== PROMPT ==
Identify each line in the items below that contains the string "formatted". Copy every such line in full.

== SUPPLIED DATA ==
## start

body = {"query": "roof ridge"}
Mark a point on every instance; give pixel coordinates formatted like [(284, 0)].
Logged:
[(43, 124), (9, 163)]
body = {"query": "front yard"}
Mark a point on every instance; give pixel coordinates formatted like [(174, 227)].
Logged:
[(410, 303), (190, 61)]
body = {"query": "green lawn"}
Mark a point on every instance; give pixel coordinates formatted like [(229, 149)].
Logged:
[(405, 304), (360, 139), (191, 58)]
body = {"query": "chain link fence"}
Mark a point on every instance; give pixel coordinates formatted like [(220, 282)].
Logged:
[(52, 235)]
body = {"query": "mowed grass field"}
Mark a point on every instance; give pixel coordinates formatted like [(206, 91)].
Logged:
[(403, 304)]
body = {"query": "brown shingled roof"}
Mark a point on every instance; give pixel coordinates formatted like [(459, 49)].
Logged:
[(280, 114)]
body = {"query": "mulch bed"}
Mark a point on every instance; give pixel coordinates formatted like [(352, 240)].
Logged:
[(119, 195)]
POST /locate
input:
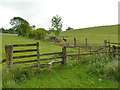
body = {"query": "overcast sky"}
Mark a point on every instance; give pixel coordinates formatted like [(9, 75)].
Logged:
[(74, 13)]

## end
## start

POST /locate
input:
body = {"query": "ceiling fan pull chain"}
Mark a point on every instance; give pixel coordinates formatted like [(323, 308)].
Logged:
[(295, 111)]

## end
## start

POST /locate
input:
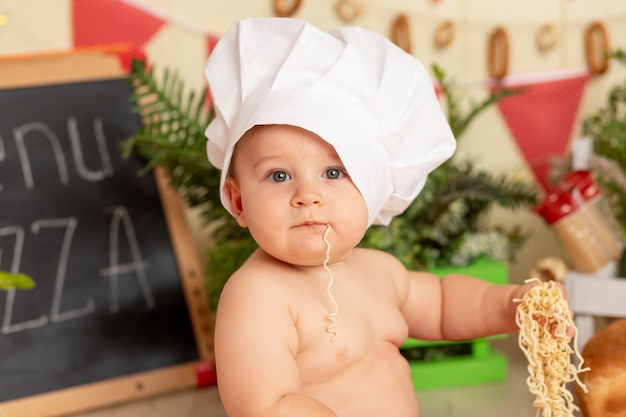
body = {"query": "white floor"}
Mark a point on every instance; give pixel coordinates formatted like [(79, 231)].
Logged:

## end

== WRITTEN RESPONSE ==
Mark a point on every instance; give pixel coordinates formatted like [(284, 0)].
Mark a point on every instance; give pixel coordinates formatted like [(174, 227)].
Mark a point on every instance; give pixel coordinates formatted like [(229, 149)].
Mark a point on every instance; give pixel coordinates formatted like [(220, 282)].
Mark a point on every instance; give pixel coordinates formatted like [(206, 91)].
Mark a point on every instance; give pixel coordinates formatted like [(459, 49)].
Mark a point on every instance; give pixel coordinates formatted like [(352, 240)].
Mark a point on every instance; give pixel coordinates formatted like [(9, 75)].
Mark a point on every instance; give pixel coordinates formatted like [(323, 308)].
Mark a point on every instance; give pixel coordinates formatted like [(79, 231)].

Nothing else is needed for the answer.